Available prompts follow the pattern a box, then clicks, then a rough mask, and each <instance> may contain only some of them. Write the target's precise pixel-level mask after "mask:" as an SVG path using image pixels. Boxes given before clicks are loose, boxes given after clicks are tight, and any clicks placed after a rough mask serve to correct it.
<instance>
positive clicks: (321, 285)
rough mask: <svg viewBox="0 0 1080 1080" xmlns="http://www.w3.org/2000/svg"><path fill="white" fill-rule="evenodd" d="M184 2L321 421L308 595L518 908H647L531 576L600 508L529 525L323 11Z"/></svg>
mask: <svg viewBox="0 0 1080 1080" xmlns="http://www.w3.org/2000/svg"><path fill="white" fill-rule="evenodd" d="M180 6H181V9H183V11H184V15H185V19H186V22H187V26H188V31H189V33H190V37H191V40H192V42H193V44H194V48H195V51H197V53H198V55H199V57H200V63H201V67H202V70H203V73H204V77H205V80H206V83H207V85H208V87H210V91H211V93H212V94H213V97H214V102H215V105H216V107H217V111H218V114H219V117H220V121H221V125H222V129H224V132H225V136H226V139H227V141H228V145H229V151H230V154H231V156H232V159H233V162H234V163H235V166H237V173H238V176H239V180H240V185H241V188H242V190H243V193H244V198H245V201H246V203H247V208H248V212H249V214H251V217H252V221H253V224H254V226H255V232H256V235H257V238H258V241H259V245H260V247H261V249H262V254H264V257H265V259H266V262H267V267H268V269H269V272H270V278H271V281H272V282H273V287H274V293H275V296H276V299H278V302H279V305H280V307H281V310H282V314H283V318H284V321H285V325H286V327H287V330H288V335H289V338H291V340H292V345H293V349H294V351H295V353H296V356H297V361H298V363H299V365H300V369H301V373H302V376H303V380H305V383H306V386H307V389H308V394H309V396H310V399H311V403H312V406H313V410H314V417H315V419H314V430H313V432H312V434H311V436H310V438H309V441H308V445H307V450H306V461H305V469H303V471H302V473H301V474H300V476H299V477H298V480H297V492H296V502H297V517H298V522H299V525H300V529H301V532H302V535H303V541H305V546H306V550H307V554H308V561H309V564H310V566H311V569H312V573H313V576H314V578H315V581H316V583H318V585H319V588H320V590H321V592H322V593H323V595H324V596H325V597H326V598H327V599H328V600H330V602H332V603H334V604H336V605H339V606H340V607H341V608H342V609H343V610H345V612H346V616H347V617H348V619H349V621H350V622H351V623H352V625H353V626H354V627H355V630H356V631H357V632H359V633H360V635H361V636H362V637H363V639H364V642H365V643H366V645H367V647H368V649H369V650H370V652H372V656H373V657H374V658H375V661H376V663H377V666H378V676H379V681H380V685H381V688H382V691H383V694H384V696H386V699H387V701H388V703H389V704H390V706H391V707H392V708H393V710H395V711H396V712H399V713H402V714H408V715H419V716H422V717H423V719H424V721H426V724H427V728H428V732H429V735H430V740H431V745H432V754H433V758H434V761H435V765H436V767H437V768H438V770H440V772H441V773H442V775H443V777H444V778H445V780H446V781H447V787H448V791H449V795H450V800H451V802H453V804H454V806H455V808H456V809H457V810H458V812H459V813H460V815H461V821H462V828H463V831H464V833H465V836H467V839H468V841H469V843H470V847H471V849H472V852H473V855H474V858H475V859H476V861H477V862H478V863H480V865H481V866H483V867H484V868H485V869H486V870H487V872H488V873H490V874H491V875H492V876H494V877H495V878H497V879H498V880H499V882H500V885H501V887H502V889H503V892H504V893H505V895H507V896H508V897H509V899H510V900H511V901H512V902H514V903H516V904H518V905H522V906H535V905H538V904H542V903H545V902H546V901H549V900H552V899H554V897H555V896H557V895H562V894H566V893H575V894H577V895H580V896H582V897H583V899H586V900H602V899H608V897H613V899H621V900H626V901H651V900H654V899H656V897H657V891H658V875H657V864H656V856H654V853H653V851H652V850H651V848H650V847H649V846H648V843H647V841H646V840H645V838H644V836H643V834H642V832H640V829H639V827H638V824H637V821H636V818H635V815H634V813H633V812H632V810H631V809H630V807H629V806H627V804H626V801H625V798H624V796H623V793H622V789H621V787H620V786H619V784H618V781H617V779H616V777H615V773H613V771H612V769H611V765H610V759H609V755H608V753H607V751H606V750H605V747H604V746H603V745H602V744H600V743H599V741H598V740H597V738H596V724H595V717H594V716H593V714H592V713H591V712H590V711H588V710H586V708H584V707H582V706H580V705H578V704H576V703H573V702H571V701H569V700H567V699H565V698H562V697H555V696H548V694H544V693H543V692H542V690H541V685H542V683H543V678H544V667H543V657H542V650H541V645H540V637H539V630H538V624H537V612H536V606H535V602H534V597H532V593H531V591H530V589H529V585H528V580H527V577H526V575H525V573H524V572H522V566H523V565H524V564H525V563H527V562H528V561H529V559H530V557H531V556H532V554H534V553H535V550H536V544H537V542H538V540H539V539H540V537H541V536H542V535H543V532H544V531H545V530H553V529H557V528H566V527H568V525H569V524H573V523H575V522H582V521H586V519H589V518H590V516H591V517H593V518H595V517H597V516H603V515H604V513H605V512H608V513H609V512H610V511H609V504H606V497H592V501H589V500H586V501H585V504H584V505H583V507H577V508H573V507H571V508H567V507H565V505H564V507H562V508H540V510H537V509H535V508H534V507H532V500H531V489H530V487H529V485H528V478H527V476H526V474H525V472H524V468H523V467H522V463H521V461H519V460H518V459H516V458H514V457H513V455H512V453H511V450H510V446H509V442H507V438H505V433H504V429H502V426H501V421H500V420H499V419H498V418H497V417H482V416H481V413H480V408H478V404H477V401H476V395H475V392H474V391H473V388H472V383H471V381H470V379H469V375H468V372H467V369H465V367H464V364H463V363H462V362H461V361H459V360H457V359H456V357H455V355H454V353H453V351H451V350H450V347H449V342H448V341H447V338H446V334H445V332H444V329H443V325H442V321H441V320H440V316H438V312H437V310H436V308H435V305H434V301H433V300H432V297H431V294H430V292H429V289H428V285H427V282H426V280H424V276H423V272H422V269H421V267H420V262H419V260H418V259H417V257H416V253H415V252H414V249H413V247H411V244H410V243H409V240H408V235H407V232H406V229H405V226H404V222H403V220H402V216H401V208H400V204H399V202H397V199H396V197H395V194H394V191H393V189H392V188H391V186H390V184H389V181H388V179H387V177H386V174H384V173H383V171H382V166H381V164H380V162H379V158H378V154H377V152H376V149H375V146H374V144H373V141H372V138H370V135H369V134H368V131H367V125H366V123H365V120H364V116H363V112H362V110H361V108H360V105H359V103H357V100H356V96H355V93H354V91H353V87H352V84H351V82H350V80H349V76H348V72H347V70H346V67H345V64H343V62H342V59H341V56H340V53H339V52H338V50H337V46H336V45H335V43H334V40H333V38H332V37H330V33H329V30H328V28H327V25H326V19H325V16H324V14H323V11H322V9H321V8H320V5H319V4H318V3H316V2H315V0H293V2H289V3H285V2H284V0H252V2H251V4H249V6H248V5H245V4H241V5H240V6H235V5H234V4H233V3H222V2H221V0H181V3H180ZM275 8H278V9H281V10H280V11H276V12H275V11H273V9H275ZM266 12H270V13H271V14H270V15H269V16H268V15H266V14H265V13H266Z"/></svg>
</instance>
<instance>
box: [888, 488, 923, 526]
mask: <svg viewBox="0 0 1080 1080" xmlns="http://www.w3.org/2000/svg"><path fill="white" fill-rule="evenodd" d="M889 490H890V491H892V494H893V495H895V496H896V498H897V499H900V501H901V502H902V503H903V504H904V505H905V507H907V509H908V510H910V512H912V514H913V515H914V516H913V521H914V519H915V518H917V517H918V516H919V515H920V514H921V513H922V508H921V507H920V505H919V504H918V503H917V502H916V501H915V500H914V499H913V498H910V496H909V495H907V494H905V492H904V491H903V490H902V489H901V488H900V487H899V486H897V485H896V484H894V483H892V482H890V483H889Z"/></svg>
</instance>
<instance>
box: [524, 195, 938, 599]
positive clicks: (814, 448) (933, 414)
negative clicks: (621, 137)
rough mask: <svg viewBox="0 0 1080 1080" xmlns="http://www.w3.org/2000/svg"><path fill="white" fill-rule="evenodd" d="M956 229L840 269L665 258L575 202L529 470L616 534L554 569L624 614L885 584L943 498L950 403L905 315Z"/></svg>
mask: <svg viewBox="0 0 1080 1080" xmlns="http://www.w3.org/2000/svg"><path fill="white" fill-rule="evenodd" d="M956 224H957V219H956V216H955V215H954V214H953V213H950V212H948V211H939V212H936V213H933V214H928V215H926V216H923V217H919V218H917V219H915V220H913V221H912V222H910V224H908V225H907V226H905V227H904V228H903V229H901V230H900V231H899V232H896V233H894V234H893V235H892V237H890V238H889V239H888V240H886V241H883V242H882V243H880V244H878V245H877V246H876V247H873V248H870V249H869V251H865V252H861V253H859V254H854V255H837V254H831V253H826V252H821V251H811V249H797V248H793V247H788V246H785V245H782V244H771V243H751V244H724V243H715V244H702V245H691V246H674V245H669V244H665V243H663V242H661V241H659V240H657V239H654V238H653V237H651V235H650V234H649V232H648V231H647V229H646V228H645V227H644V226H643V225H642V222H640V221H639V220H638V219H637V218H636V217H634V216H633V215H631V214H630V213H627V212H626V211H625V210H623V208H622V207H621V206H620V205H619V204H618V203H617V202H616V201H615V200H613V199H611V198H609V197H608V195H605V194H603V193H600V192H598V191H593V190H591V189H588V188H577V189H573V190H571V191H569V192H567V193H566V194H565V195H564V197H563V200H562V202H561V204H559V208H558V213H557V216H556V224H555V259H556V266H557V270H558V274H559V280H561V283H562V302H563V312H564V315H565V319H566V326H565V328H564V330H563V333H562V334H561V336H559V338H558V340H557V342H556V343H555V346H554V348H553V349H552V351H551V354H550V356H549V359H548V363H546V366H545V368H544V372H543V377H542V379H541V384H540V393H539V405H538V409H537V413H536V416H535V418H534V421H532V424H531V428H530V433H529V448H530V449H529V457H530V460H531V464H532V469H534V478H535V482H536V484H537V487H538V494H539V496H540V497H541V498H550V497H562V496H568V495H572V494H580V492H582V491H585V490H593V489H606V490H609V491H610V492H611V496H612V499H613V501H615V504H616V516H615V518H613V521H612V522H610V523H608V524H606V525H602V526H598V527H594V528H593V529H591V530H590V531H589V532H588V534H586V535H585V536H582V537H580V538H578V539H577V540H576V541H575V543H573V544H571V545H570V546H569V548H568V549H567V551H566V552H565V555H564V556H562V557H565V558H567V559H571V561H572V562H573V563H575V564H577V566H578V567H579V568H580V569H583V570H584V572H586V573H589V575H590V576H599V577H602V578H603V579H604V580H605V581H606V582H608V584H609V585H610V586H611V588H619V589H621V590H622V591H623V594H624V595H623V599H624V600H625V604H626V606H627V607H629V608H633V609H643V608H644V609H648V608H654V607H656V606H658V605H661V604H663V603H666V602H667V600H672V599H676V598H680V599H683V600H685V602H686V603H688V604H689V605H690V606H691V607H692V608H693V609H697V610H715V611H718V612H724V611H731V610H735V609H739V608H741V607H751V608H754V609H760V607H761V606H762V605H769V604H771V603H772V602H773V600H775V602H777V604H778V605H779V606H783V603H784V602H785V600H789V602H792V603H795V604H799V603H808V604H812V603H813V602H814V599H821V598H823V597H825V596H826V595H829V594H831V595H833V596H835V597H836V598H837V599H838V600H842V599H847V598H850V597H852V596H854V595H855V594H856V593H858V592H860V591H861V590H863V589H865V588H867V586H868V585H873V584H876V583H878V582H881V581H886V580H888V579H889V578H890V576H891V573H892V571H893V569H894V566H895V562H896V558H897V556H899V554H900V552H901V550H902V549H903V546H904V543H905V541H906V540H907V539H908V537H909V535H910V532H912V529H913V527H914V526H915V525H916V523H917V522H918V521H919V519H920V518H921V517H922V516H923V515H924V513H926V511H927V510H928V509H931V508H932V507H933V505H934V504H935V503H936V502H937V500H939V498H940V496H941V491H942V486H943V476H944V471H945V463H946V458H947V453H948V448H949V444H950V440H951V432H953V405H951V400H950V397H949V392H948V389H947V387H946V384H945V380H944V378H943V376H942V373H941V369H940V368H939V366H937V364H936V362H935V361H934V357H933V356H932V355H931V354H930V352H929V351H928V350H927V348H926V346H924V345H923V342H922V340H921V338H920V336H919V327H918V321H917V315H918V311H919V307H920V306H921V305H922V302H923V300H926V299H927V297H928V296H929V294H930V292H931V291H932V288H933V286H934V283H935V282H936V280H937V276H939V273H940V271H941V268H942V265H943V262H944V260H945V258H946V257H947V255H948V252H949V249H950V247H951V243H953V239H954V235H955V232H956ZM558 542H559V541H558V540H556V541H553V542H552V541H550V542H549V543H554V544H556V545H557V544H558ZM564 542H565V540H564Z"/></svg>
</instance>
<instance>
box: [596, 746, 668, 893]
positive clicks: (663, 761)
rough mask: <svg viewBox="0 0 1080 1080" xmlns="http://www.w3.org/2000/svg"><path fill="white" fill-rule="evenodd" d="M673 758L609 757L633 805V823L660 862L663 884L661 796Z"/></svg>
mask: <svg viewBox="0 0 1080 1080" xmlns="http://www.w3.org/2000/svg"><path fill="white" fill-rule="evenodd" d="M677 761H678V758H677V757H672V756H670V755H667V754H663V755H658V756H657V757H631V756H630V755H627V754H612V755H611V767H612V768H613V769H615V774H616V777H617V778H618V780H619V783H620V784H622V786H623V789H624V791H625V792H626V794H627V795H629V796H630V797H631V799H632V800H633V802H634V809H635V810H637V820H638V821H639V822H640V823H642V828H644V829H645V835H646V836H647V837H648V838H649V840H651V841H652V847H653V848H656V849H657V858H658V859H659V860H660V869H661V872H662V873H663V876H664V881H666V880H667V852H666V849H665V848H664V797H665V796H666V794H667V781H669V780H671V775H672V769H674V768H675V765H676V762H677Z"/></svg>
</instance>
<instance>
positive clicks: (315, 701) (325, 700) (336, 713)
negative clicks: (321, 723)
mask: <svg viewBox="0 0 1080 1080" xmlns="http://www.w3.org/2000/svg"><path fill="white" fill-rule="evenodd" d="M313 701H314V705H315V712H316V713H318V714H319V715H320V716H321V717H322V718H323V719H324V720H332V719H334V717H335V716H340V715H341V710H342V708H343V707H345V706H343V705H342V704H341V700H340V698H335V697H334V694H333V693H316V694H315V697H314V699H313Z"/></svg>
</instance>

§ **About this task**:
Could you retype the rows unchanged, from the very start through the line containing "2L321 421L308 595L518", with that line included?

§ **Task output**:
Available prompts follow the pattern a box, then clicks, then a rough mask, and each <instance> may contain only some of them. Write the target's precise pixel-level mask after "mask:" as an SVG path using image pixels. Boxes given before clicks are loose, boxes given after clicks are tight, and any clicks placed after a rough mask serve to correct it.
<instance>
positive clicks: (321, 285)
rough mask: <svg viewBox="0 0 1080 1080" xmlns="http://www.w3.org/2000/svg"><path fill="white" fill-rule="evenodd" d="M184 2L321 421L308 595L518 908H647L531 576L600 508L529 525L323 11Z"/></svg>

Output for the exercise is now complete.